■ Things to do ■
1. In the blog post, what part of the computer does the writer expect the manufacturer will almost certainly change out?
2. Transcribe the blog post from "February 4th, 2008" up to and including "so much easier.".
3. List every job the blog post says the writer expects to face once the hard drive has been purged.

■ Excerpt to read ■

· · · ·

Off the Grid

February 4th, 2008

Aaaargh. my second computer in ten months has started to produce a really horrible noise, and now has to go back to the manufacturer, almost certainly to have its fan changed out, and probably to have the hard-drive purged while they’re doing it, no doubt giving me days of endless fun trying to reinstall all my software, reconfigure all my settings, and put all my files back on, no doubt to find I failed to back up something vital. Ah, how computers have made all of our lives so much easier.

I must give some credit to Sony, here, though. Their customer service has been (so far) very good, and in a world in which customer service seems to have become ubiquitously utterly shite. I contacted one very pleasant man, who competently investigated the problem and arranged for the computer to be picked up, next day. They then phoned me back if you can believe that, twice and I spoke to the same person each time, who gave every impression of the whole business being of some interest to him personally.

This contrasts sharply with the indescribably awful experience I had last year with the incompetent cretins at Dell. Contacting their Indian call centre was something like Kafka meets Fawlty Towers, but without the laughs. I rarely raise my voice on the phone. They had me, on several occasions, literally screaming with rage. In the end, after a litany of cock-ups that make the occupation of Iraq look competent, I had to send the whining piece of shit they sold me (and also the wrongly specified replacement – long story) back and get my money returned. Alas they could not refund the many hours of my life they had stolen. Those are gone for good. My advice? Never, ever buy anything from Dell.

· · · ·

[Location labeling records]
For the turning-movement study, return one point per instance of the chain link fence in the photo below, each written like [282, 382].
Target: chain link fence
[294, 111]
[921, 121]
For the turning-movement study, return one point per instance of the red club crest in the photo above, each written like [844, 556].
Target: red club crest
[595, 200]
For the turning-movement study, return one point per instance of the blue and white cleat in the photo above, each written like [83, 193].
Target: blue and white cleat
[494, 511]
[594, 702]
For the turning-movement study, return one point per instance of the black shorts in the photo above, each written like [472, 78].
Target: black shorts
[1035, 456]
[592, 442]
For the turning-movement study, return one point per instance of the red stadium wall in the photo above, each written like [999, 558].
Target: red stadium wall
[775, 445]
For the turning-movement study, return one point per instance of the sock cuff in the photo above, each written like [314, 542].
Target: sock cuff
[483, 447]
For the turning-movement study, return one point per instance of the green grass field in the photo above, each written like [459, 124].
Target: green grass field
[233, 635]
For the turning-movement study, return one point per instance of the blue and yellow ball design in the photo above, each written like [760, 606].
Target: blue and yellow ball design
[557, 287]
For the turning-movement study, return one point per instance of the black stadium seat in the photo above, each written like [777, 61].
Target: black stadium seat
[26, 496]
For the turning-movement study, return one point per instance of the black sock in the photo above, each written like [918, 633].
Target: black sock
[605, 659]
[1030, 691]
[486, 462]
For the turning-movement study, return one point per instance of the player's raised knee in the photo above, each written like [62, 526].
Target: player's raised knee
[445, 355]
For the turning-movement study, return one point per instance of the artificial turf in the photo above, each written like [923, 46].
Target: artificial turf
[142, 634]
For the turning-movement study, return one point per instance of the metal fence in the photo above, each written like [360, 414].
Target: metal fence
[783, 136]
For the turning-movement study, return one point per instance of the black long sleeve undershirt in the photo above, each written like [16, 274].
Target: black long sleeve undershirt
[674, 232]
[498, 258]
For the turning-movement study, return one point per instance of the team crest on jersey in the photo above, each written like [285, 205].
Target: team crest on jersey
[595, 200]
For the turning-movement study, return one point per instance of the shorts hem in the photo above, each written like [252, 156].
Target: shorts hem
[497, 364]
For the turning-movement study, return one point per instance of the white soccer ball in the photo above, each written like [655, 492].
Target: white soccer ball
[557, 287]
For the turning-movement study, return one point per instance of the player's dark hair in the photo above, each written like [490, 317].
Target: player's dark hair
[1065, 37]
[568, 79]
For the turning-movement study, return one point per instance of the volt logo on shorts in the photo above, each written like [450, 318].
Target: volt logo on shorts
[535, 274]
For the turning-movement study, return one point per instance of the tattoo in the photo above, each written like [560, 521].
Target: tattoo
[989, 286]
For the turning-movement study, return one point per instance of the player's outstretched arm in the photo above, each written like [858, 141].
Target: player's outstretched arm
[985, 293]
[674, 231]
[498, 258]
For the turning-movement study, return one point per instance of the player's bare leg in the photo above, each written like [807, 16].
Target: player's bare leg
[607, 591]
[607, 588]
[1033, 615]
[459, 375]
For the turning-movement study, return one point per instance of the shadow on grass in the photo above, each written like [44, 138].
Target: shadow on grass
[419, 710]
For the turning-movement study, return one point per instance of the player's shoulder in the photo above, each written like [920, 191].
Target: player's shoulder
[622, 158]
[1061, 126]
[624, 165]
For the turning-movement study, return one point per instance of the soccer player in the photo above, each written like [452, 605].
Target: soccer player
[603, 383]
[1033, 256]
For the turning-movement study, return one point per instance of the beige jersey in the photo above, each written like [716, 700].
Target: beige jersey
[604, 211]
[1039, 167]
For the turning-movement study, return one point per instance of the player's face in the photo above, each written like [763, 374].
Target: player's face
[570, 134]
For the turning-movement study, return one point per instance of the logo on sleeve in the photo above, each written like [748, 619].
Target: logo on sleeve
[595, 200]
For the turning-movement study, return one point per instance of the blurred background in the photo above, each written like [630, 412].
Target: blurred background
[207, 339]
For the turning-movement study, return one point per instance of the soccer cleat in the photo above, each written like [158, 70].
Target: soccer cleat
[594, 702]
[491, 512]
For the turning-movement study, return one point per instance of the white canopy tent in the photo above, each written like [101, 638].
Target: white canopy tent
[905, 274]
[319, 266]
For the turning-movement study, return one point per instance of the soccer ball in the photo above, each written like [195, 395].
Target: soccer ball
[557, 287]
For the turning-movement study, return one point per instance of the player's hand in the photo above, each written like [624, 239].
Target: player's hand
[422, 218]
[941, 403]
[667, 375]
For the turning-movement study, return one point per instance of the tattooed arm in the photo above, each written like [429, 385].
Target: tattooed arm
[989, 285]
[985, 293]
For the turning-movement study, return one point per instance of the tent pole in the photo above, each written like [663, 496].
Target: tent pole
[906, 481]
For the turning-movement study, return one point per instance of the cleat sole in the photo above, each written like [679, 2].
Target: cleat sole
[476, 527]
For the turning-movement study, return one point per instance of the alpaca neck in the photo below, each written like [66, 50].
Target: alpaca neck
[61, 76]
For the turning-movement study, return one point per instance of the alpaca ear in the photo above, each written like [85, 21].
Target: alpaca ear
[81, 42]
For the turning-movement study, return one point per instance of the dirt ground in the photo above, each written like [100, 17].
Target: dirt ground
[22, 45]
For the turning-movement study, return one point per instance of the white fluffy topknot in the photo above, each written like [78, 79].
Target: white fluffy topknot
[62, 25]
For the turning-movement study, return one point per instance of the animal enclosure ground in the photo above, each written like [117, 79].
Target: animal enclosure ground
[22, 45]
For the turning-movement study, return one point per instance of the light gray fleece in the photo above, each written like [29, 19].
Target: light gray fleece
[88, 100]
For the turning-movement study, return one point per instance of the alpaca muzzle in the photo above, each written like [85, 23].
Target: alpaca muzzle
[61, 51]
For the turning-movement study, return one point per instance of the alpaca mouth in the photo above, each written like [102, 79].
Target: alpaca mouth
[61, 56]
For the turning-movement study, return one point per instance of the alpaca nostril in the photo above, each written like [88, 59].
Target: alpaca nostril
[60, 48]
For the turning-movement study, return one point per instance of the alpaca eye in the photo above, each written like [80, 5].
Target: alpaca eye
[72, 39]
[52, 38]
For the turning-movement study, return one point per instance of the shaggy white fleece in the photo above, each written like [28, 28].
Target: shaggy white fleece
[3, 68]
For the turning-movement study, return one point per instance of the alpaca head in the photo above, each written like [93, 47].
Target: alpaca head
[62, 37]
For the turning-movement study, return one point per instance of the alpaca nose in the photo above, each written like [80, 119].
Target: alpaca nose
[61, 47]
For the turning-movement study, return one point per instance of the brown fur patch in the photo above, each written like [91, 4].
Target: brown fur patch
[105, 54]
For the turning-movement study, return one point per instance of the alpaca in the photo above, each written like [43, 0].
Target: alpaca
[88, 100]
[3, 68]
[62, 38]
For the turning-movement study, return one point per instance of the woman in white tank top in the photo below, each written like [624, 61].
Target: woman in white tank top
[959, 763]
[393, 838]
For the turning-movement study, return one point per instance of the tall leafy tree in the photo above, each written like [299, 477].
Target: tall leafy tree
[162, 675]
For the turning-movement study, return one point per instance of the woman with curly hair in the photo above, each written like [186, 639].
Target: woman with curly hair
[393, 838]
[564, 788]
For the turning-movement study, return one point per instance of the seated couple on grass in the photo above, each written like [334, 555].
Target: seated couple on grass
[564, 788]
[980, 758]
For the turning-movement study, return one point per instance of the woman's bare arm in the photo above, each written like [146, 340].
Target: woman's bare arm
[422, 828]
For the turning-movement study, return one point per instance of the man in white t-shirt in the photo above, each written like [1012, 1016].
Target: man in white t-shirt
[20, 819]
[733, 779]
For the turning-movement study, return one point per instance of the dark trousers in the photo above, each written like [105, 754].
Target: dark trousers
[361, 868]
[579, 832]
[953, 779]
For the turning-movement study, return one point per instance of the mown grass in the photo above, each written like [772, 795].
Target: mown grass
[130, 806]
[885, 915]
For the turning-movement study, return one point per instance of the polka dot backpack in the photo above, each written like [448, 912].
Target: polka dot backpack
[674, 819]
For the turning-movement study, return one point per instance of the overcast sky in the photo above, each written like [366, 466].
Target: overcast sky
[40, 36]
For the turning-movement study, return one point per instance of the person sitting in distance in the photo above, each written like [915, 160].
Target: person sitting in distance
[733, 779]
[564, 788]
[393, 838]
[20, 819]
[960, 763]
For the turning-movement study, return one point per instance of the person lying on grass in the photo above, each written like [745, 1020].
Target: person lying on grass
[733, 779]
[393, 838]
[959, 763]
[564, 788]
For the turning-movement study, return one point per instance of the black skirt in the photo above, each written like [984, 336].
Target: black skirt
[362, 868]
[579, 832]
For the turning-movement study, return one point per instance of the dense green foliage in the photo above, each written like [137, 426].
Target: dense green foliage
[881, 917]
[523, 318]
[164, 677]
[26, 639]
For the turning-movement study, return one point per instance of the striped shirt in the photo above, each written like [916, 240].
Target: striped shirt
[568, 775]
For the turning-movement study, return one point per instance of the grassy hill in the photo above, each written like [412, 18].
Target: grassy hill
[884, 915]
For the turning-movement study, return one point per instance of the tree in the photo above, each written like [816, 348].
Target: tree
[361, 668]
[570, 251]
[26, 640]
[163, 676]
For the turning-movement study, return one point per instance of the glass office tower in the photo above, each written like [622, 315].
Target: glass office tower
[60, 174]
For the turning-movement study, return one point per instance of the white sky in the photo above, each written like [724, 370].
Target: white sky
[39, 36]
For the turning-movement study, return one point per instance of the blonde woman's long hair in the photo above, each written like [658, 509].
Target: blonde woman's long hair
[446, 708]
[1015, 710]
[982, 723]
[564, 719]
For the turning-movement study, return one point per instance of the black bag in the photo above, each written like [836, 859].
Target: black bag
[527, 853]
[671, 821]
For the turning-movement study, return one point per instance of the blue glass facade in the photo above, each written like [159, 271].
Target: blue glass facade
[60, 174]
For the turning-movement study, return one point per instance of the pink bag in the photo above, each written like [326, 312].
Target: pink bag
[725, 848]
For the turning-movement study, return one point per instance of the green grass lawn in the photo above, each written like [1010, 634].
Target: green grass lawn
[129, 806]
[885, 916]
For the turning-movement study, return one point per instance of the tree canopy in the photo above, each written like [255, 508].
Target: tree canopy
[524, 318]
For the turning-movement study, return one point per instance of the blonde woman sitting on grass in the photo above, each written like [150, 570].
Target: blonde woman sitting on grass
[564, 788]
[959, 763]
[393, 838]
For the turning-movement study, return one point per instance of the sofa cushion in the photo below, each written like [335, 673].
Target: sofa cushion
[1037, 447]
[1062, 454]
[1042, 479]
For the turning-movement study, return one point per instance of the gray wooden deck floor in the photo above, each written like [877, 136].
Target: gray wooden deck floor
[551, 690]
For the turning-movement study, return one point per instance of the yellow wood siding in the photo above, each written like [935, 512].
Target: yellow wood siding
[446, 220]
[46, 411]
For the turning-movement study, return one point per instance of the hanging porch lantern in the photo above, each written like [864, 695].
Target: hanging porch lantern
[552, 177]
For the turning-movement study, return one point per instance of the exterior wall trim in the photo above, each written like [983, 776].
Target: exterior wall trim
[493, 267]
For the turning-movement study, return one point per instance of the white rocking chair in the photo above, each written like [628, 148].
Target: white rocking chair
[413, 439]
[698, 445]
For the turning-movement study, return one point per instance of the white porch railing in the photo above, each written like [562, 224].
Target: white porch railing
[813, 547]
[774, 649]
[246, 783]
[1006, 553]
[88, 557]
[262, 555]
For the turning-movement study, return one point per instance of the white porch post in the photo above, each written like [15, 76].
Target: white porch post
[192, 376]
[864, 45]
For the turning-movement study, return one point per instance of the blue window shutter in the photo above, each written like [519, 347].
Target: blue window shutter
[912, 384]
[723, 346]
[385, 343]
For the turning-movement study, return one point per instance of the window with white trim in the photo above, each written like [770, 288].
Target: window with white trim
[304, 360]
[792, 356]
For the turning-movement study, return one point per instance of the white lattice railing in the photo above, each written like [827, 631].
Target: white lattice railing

· · · ·

■ The answers ■
1. Its fan.

2.
February 4th, 2008

Aaaargh. my second computer in ten months has started to produce a really horrible noise, and now has to go back to the manufacturer, almost certainly to have its fan changed out, and probably to have the hard-drive purged while they’re doing it, no doubt giving me days of endless fun trying to reinstall all my software, reconfigure all my settings, and put all my files back on, no doubt to find I failed to back up something vital. Ah, how computers have made all of our lives so much easier.

3. Reinstall all the software, reconfigure all the settings, and put all the files back on.